GOAL OF THE EXERCISE: Render every line of the records below as a Markdown table with two columns, Row for a running line number and Text for the line itself, leaving out any blank lines.
>> START RECORDS FOR PROCESSING
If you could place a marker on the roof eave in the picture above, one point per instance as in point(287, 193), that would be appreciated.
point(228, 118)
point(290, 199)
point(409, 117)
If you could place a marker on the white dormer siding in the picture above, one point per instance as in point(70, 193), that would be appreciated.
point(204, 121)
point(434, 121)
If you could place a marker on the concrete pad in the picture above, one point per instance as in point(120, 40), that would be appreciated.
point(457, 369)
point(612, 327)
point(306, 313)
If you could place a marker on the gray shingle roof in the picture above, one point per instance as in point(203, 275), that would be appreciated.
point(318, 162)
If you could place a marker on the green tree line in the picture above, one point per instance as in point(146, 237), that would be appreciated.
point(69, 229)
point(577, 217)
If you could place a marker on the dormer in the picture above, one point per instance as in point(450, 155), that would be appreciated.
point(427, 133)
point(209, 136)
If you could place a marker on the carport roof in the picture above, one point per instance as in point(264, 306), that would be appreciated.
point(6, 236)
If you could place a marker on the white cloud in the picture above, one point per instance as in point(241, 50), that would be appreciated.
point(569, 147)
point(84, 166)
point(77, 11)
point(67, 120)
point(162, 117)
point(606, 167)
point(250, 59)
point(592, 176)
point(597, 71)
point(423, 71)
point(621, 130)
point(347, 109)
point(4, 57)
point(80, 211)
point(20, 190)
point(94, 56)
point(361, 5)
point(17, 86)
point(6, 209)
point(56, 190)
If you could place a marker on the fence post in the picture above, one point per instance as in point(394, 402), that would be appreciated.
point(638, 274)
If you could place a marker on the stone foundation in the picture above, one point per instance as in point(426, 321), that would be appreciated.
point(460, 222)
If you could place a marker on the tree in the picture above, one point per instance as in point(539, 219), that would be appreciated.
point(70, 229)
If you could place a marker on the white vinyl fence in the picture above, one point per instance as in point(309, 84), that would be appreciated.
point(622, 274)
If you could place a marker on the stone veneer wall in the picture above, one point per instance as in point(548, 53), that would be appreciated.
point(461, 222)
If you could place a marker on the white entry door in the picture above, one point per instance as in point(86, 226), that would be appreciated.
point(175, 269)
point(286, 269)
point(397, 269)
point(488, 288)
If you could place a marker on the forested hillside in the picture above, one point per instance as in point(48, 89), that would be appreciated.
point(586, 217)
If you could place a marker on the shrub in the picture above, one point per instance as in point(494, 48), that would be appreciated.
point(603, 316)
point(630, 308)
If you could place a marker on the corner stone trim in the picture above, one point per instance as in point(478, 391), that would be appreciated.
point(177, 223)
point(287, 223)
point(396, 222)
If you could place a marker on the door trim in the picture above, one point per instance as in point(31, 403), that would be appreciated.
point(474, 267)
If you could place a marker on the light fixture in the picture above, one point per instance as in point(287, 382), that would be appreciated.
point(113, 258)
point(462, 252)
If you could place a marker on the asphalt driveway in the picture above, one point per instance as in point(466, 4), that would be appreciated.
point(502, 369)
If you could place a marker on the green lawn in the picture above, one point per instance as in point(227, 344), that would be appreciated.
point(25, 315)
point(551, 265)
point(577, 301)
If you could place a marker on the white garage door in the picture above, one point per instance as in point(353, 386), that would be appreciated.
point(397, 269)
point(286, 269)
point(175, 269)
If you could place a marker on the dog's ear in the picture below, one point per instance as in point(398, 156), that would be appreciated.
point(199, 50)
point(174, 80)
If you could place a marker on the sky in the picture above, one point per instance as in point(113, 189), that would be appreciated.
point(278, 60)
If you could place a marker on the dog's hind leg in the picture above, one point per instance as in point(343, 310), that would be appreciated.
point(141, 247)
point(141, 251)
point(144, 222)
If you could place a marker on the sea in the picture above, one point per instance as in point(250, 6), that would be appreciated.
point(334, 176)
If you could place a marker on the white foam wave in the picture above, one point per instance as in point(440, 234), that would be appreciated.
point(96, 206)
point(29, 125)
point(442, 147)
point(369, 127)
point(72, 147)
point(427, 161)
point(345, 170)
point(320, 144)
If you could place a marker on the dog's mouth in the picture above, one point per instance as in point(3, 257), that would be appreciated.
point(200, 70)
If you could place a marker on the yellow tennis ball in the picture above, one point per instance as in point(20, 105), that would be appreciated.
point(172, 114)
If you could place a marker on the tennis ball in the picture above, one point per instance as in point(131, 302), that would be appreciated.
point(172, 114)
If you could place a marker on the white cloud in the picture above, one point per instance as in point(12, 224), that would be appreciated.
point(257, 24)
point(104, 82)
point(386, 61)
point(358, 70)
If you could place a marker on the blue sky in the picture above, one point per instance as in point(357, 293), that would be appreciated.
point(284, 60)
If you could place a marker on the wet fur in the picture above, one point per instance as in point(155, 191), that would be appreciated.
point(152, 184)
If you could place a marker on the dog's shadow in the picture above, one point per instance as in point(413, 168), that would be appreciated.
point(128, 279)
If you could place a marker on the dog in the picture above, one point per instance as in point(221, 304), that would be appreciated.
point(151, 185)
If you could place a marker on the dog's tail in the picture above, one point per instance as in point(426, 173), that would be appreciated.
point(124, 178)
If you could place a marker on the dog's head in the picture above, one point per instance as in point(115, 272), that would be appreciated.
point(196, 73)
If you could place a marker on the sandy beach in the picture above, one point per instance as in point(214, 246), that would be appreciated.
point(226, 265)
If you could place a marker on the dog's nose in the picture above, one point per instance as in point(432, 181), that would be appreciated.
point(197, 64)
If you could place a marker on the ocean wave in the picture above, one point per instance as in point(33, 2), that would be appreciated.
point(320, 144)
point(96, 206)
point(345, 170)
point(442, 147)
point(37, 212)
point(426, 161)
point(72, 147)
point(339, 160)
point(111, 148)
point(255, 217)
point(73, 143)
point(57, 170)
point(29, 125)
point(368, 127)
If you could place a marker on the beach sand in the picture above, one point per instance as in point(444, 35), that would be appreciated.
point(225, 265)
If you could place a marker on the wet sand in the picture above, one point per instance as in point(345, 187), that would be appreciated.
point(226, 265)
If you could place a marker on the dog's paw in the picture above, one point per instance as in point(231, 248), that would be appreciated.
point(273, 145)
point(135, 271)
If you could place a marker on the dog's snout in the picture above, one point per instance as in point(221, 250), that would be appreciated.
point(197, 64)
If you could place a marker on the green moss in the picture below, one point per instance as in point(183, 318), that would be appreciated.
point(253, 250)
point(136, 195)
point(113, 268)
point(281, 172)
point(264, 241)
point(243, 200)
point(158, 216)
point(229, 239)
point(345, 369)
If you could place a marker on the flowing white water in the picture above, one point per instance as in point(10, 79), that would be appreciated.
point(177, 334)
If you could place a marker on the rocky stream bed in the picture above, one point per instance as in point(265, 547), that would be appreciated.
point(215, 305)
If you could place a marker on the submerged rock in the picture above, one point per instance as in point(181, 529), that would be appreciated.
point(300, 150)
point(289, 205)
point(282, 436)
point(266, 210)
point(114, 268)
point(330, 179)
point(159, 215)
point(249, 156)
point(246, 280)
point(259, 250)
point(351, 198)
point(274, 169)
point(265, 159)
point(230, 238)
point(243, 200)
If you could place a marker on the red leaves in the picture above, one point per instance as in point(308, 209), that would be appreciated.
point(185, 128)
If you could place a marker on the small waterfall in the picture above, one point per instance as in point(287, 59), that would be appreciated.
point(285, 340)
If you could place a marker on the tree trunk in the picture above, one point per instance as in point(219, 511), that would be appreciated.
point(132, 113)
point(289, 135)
>> END RECORDS FOR PROCESSING
EXPECTED ANSWER:
| Row | Text |
|---|---|
| 1 | If you could place a marker on the roof eave in the picture above, one point per instance as in point(287, 193), that would be appreciated. |
| 2 | point(228, 118) |
| 3 | point(290, 199) |
| 4 | point(409, 117) |
| 5 | If you could place a marker on the white dormer siding in the picture above, one point per instance as in point(70, 193), that would be appreciated. |
| 6 | point(204, 121) |
| 7 | point(434, 121) |
| 8 | If you could place a marker on the concrete pad in the picture above, one point per instance as in point(120, 40), that would be appreciated. |
| 9 | point(457, 369) |
| 10 | point(612, 327) |
| 11 | point(306, 313) |
| 12 | If you could place a marker on the gray shingle roof in the picture above, one point per instance as in point(203, 275), that would be appreciated. |
| 13 | point(318, 162) |
| 14 | If you could place a marker on the green tree line in the picture above, one point per instance as in point(146, 237), that would be appreciated. |
| 15 | point(69, 229) |
| 16 | point(577, 217) |
| 17 | If you could place a marker on the dormer in the picture above, one point per instance as in point(450, 155), that would be appreciated. |
| 18 | point(427, 133) |
| 19 | point(209, 136) |
| 20 | If you could place a marker on the carport roof in the picture above, one point per instance as in point(264, 306), that would be appreciated. |
| 21 | point(6, 236) |
| 22 | If you could place a marker on the white cloud in the picture above, one point per instance as in point(241, 50), that would be appreciated. |
| 23 | point(569, 147) |
| 24 | point(84, 166) |
| 25 | point(77, 11) |
| 26 | point(67, 120) |
| 27 | point(162, 117) |
| 28 | point(606, 167) |
| 29 | point(250, 59) |
| 30 | point(592, 176) |
| 31 | point(597, 71) |
| 32 | point(423, 71) |
| 33 | point(621, 130) |
| 34 | point(347, 109) |
| 35 | point(4, 57) |
| 36 | point(80, 211) |
| 37 | point(20, 190) |
| 38 | point(94, 56) |
| 39 | point(361, 5) |
| 40 | point(17, 86) |
| 41 | point(6, 209) |
| 42 | point(56, 190) |
| 43 | If you could place a marker on the fence post in the picture above, one point per instance as in point(394, 402), that would be appreciated. |
| 44 | point(638, 274) |
| 45 | If you could place a marker on the stone foundation in the picture above, one point per instance as in point(426, 321), that would be appreciated. |
| 46 | point(460, 222) |
| 47 | If you could place a marker on the tree in the picture above, one point per instance as in point(539, 219), that would be appreciated. |
| 48 | point(70, 229) |
| 49 | If you could place a marker on the white vinyl fence in the picture above, one point per instance as in point(309, 84), that would be appreciated. |
| 50 | point(622, 274) |
| 51 | If you could place a marker on the stone veneer wall in the picture above, one point per instance as in point(548, 53), that would be appreciated. |
| 52 | point(461, 222) |
| 53 | If you could place a marker on the white entry door in the picture above, one point per instance as in point(86, 226), that would be appreciated. |
| 54 | point(175, 269) |
| 55 | point(286, 269) |
| 56 | point(397, 269) |
| 57 | point(488, 288) |
| 58 | If you could place a marker on the forested hillside in the picture above, one point per instance as in point(48, 89), that would be appreciated. |
| 59 | point(586, 217) |
| 60 | If you could place a marker on the shrub in the picture above, one point per instance as in point(494, 48), that would be appreciated. |
| 61 | point(603, 316) |
| 62 | point(630, 308) |
| 63 | If you could place a marker on the corner stone trim in the picture above, one point per instance as in point(478, 391), that would be appreciated. |
| 64 | point(177, 223) |
| 65 | point(287, 223) |
| 66 | point(396, 222) |
| 67 | If you could place a marker on the door trim in the picture above, one point per instance as in point(31, 403), that would be appreciated. |
| 68 | point(474, 267) |
| 69 | If you could place a marker on the light fixture in the picture above, one point per instance as in point(287, 382), that would be appreciated. |
| 70 | point(113, 258) |
| 71 | point(462, 252) |
| 72 | If you could place a marker on the asphalt driveway in the picture above, one point per instance as in point(466, 4), that would be appreciated. |
| 73 | point(502, 369) |
| 74 | If you could place a marker on the green lawn in the picture above, one point per instance as in point(227, 344), that would be appreciated. |
| 75 | point(25, 315) |
| 76 | point(551, 265) |
| 77 | point(577, 301) |
| 78 | If you could place a marker on the white garage door in the picture above, one point per instance as in point(353, 386), that would be appreciated. |
| 79 | point(397, 269) |
| 80 | point(286, 269) |
| 81 | point(175, 269) |
| 82 | If you could place a marker on the dog's ear in the picture below, one point per instance as in point(398, 156), that would be appreciated. |
| 83 | point(199, 50) |
| 84 | point(174, 80) |
| 85 | If you could place a marker on the sky in the picture above, one point per instance as in point(113, 189), that would be appreciated. |
| 86 | point(278, 60) |
| 87 | If you could place a marker on the dog's hind leg in the picture above, one point per instance as in point(343, 310), that would be appreciated. |
| 88 | point(141, 247) |
| 89 | point(141, 251) |
| 90 | point(144, 222) |
| 91 | If you could place a marker on the sea in the picture above, one point per instance as in point(250, 6), that would be appreciated. |
| 92 | point(334, 176) |
| 93 | If you could place a marker on the white foam wave in the picture above, one point per instance as in point(440, 234), that would be appreciated. |
| 94 | point(96, 206) |
| 95 | point(29, 125) |
| 96 | point(442, 147) |
| 97 | point(369, 127) |
| 98 | point(72, 147) |
| 99 | point(427, 161) |
| 100 | point(345, 170) |
| 101 | point(320, 144) |
| 102 | If you could place a marker on the dog's mouth in the picture above, one point per instance as in point(3, 257), that would be appreciated. |
| 103 | point(200, 70) |
| 104 | If you could place a marker on the yellow tennis ball in the picture above, one point per instance as in point(20, 105), that would be appreciated. |
| 105 | point(172, 114) |
| 106 | If you could place a marker on the tennis ball in the picture above, one point per instance as in point(131, 302), that would be appreciated. |
| 107 | point(172, 114) |
| 108 | If you could place a marker on the white cloud in the picture above, one point per instance as in point(12, 224), that would be appreciated. |
| 109 | point(257, 24) |
| 110 | point(104, 82) |
| 111 | point(386, 61) |
| 112 | point(358, 70) |
| 113 | If you could place a marker on the blue sky in the picture above, one point per instance as in point(357, 293), that would be appreciated. |
| 114 | point(284, 60) |
| 115 | If you could place a marker on the wet fur in the picture above, one point per instance as in point(155, 191), that would be appreciated. |
| 116 | point(152, 184) |
| 117 | If you could place a marker on the dog's shadow in the picture above, one point per instance as in point(413, 168), that would be appreciated. |
| 118 | point(128, 279) |
| 119 | If you could place a marker on the dog in the picture above, one point per instance as in point(221, 304), that would be appreciated. |
| 120 | point(151, 185) |
| 121 | If you could place a marker on the dog's tail in the picture above, one point per instance as in point(426, 173), that would be appreciated. |
| 122 | point(124, 178) |
| 123 | If you could place a marker on the dog's head in the picture above, one point per instance as in point(115, 272), that would be appreciated. |
| 124 | point(196, 73) |
| 125 | If you could place a marker on the sandy beach in the picture above, one point per instance as in point(214, 246), that would be appreciated. |
| 126 | point(226, 265) |
| 127 | If you could place a marker on the dog's nose in the picture above, one point per instance as in point(432, 181), that would be appreciated. |
| 128 | point(197, 64) |
| 129 | If you could place a marker on the ocean wave in the picture above, one point per instance as in point(33, 2), that would be appreciated. |
| 130 | point(320, 144) |
| 131 | point(96, 206) |
| 132 | point(345, 170) |
| 133 | point(442, 147) |
| 134 | point(37, 212) |
| 135 | point(426, 161) |
| 136 | point(72, 147) |
| 137 | point(339, 160) |
| 138 | point(111, 148) |
| 139 | point(255, 217) |
| 140 | point(73, 143) |
| 141 | point(57, 170) |
| 142 | point(29, 125) |
| 143 | point(368, 127) |
| 144 | If you could place a marker on the beach sand in the picture above, one point per instance as in point(444, 35), that would be appreciated. |
| 145 | point(225, 265) |
| 146 | If you could place a marker on the wet sand in the picture above, one point per instance as in point(345, 187), that would be appreciated. |
| 147 | point(226, 265) |
| 148 | If you could place a marker on the dog's paw in the picture above, one point per instance as in point(231, 248), that would be appreciated. |
| 149 | point(273, 145) |
| 150 | point(135, 271) |
| 151 | If you could place a marker on the dog's snout in the picture above, one point per instance as in point(221, 250), that would be appreciated. |
| 152 | point(197, 64) |
| 153 | If you could place a marker on the green moss in the picture below, one point per instance as in point(183, 318), that would be appreciated. |
| 154 | point(253, 250) |
| 155 | point(136, 195) |
| 156 | point(113, 268) |
| 157 | point(281, 172) |
| 158 | point(264, 241) |
| 159 | point(243, 200) |
| 160 | point(158, 216) |
| 161 | point(229, 239) |
| 162 | point(345, 369) |
| 163 | If you could place a marker on the flowing white water in the picture above, one point per instance as in point(10, 79), that would be appreciated. |
| 164 | point(177, 334) |
| 165 | If you could place a marker on the rocky stream bed in the picture above, one point per instance as in point(265, 547), that would be appreciated. |
| 166 | point(215, 305) |
| 167 | If you could place a marker on the submerged rock in the picture above, one point per instance as in point(181, 529), that would be appreciated. |
| 168 | point(300, 150) |
| 169 | point(289, 205) |
| 170 | point(282, 436) |
| 171 | point(266, 210) |
| 172 | point(114, 268) |
| 173 | point(330, 179) |
| 174 | point(159, 215) |
| 175 | point(249, 156) |
| 176 | point(246, 280) |
| 177 | point(259, 250) |
| 178 | point(351, 198) |
| 179 | point(274, 169) |
| 180 | point(265, 159) |
| 181 | point(230, 238) |
| 182 | point(243, 200) |
| 183 | If you could place a marker on the red leaves in the picture above, one point per instance as in point(308, 209), that would be appreciated. |
| 184 | point(185, 128) |
| 185 | If you could place a marker on the small waterfall in the picture above, one point per instance as in point(287, 59), that would be appreciated. |
| 186 | point(285, 340) |
| 187 | If you could place a marker on the tree trunk in the picture above, one point per instance as in point(219, 511), that would be appreciated. |
| 188 | point(132, 113) |
| 189 | point(289, 135) |